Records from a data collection
•••••

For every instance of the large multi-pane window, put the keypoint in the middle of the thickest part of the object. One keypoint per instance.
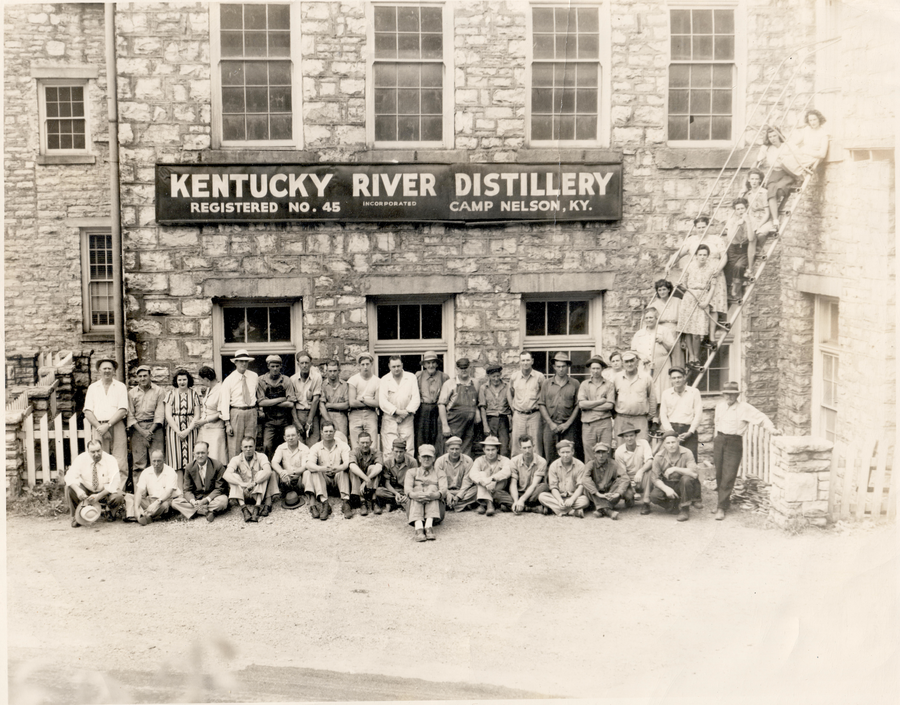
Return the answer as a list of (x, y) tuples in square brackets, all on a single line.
[(408, 73), (702, 73), (255, 72), (565, 73)]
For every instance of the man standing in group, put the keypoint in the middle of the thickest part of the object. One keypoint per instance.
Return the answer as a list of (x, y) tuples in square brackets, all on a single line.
[(398, 398), (250, 479), (276, 397), (596, 398), (524, 396), (635, 398), (105, 409), (328, 462), (145, 419), (681, 410), (528, 478), (731, 419), (493, 401), (363, 390), (308, 386), (559, 407), (94, 478), (428, 421), (205, 489), (237, 404), (458, 406), (335, 399)]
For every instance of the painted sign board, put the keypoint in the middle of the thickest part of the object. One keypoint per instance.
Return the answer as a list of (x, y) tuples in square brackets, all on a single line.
[(410, 193)]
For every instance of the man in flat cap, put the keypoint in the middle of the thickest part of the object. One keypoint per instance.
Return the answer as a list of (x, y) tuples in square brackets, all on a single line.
[(558, 405), (363, 393), (428, 421), (493, 401), (106, 406), (458, 406), (426, 489), (146, 417), (237, 403), (566, 473), (596, 398), (276, 397)]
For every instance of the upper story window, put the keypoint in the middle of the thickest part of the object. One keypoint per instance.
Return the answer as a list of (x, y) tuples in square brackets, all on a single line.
[(410, 76), (256, 101), (702, 75)]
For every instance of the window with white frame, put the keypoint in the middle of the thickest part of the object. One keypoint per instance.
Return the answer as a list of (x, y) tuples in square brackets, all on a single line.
[(409, 326), (255, 53), (410, 75), (826, 368), (64, 122), (260, 326), (565, 98), (702, 74), (572, 325), (98, 302)]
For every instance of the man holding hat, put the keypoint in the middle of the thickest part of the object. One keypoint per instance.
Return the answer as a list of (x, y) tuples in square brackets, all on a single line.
[(426, 489), (635, 397), (566, 473), (431, 381), (106, 407), (363, 392), (493, 401), (681, 410), (276, 397), (237, 403), (731, 419), (596, 399), (145, 420), (94, 479), (490, 474), (458, 406)]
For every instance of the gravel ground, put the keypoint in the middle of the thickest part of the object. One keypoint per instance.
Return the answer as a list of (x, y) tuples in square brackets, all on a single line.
[(525, 606)]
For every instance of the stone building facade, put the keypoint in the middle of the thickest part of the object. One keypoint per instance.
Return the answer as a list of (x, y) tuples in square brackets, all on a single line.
[(194, 292)]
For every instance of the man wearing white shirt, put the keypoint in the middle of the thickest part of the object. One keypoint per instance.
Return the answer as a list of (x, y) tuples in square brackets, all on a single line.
[(681, 410), (106, 407), (732, 417), (237, 404), (94, 478), (398, 398)]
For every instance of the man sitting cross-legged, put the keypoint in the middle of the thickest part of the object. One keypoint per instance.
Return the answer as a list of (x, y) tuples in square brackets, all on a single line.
[(205, 489)]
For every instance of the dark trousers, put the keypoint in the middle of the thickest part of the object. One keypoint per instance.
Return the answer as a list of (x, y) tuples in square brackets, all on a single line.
[(727, 453), (691, 442)]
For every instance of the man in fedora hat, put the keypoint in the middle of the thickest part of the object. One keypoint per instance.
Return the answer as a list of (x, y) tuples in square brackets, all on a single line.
[(106, 407), (145, 420), (205, 490), (428, 421), (558, 405), (634, 454), (94, 478), (276, 397), (731, 419), (490, 474), (493, 401), (237, 403), (596, 399), (458, 406), (363, 393), (566, 480)]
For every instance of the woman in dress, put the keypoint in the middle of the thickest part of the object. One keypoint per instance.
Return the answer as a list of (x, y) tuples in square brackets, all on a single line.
[(182, 414), (212, 428)]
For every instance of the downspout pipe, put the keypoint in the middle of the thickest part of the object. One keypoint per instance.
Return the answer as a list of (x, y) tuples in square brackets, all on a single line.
[(115, 205)]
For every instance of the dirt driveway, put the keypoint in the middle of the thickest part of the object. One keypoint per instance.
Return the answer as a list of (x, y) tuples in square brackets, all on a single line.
[(497, 607)]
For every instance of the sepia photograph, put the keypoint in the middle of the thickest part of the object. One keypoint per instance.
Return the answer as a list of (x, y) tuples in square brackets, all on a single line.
[(461, 350)]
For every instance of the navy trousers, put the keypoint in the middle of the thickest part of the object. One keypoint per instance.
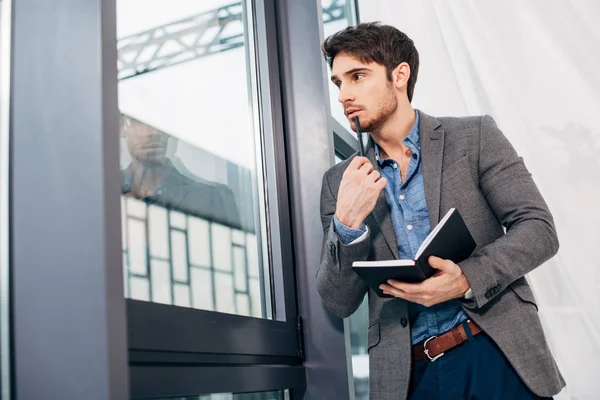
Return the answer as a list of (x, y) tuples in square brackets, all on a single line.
[(477, 369)]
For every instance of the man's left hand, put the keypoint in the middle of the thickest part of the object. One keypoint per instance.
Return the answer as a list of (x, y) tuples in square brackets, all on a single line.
[(449, 283)]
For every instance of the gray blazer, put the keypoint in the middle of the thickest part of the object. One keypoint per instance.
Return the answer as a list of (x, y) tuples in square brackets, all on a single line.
[(468, 164)]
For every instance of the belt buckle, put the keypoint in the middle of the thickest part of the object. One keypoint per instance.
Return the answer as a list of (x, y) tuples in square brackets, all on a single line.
[(426, 351)]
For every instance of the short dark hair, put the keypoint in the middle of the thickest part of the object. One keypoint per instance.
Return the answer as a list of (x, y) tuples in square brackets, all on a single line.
[(375, 42)]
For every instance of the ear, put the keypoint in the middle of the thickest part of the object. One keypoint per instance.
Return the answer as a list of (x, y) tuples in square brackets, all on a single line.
[(400, 76)]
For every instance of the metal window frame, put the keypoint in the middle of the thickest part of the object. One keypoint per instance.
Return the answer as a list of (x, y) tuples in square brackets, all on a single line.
[(67, 307), (161, 338)]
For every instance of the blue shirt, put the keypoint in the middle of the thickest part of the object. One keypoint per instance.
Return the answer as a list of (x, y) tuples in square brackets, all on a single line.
[(410, 219)]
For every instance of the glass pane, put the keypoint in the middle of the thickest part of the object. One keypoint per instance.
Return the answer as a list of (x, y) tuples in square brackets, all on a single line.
[(276, 395), (193, 225), (359, 322), (358, 342), (337, 15)]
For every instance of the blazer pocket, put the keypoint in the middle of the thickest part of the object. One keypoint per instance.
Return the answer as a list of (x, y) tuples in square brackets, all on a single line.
[(456, 169), (524, 293), (373, 336)]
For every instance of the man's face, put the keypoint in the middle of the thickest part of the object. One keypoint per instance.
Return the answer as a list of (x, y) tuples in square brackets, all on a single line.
[(365, 91), (145, 143)]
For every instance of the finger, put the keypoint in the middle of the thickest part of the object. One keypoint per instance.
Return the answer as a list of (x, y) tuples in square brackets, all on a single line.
[(441, 264), (387, 289), (367, 167), (374, 175), (436, 262)]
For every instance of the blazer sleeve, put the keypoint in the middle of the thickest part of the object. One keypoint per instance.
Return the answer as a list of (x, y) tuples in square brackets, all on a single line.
[(515, 200), (340, 287)]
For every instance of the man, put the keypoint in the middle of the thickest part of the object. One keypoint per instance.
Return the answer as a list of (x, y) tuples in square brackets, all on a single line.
[(152, 177), (472, 330)]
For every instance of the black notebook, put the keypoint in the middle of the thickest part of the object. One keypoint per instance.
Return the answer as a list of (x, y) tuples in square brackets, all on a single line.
[(450, 240)]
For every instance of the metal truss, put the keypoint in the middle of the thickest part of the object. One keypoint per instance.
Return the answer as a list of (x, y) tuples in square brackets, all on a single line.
[(198, 36)]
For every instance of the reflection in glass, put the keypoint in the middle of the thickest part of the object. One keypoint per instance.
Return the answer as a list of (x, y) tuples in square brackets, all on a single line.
[(191, 170), (358, 323)]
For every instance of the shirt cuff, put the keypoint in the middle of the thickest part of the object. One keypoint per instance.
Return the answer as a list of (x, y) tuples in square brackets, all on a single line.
[(349, 235)]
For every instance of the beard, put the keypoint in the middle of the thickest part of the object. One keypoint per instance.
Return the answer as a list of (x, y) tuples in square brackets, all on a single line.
[(386, 106)]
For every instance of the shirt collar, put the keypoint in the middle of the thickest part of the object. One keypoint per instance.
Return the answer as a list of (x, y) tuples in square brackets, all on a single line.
[(412, 140)]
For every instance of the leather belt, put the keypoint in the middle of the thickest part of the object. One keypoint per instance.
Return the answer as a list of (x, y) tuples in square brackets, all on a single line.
[(435, 347)]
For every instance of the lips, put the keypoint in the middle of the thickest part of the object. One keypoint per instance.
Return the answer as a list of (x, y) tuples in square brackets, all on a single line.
[(352, 112)]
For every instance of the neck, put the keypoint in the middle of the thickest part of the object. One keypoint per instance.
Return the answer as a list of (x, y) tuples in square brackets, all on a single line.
[(146, 178), (389, 136)]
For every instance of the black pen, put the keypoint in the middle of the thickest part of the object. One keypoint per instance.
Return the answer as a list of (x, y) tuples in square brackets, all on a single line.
[(361, 148)]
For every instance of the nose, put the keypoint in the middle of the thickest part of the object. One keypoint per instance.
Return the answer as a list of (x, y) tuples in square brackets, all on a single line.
[(345, 95)]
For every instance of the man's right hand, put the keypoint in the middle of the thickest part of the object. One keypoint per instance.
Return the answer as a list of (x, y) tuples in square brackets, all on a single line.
[(359, 191)]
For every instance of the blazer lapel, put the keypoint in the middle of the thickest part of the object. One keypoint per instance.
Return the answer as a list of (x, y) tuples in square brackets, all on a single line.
[(432, 151), (381, 212)]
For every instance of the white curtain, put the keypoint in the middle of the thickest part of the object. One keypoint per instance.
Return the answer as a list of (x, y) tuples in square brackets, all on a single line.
[(535, 67)]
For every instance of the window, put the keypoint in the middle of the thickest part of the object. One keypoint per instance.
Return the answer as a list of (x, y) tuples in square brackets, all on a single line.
[(278, 395), (193, 208), (337, 15)]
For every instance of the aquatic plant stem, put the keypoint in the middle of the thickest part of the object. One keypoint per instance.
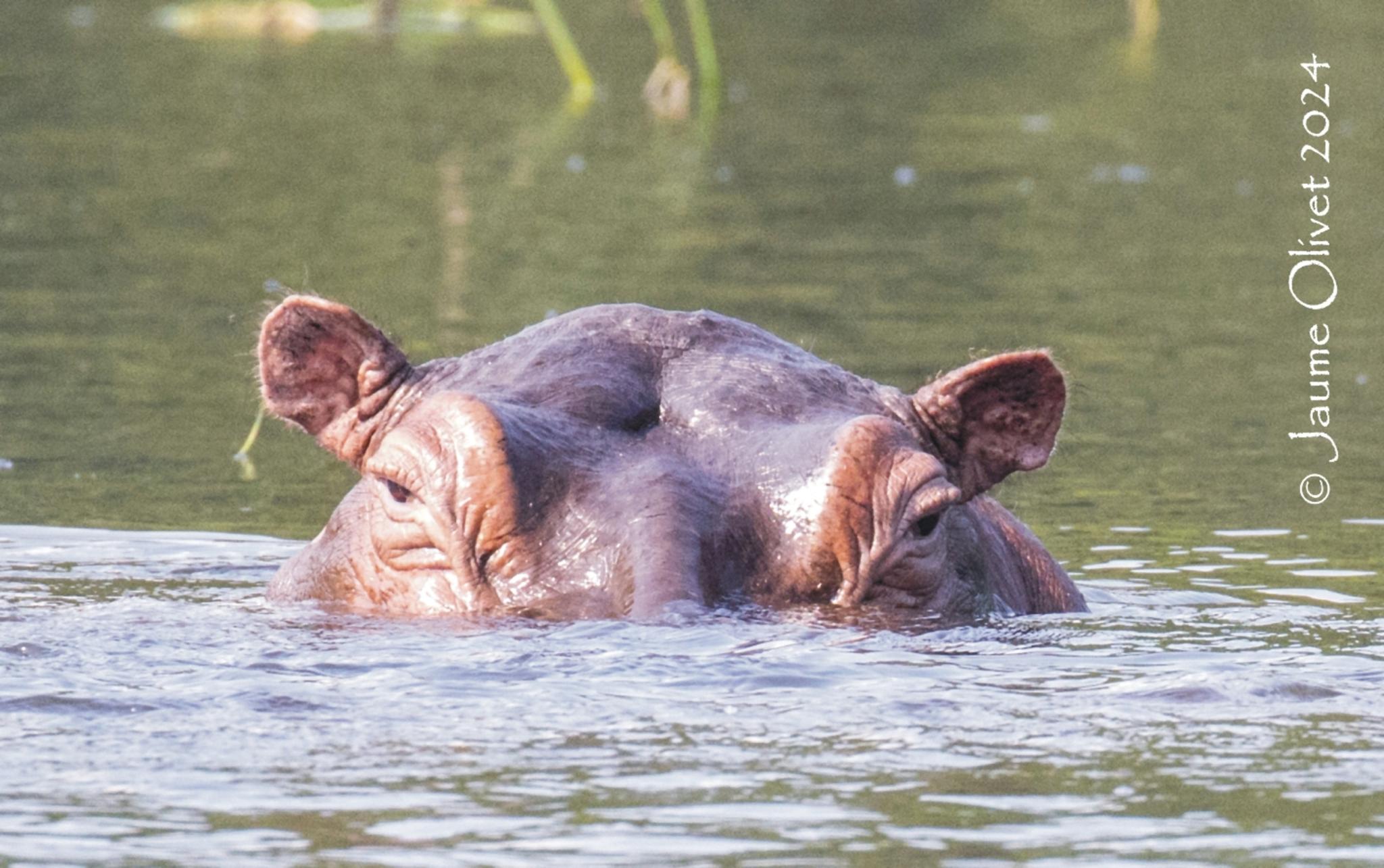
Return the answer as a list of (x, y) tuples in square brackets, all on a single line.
[(709, 72), (582, 88)]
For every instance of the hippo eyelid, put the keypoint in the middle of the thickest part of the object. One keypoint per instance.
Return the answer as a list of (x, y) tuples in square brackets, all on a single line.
[(926, 506), (399, 493)]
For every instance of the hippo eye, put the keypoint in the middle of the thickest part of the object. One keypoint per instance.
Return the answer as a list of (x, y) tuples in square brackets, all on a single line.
[(399, 493), (925, 526)]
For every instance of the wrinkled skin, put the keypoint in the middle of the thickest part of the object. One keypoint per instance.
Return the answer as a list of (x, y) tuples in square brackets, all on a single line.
[(622, 460)]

•••••

_Required action_: In the entries above, copy each line that contains the string "window".

_Task answer_:
For every instance of the large multi-pane window, put the keypoint in the middle of the thickest part of the object. One keypoint per instance.
For every instance of the upper story window, put the keypoint in the middle of the thickest part of the object. One keypoint per instance.
For every instance of the window with white frame, put the keypoint in the middle of the thickest part of the object. One keypoint per instance.
For every instance of the metal window frame, put the keypoint in the middle of the thickest part of the object. One keypoint per instance.
For every instance of the window, put the keypoint in the middle of the thickest part of the object. One keypoint per instance.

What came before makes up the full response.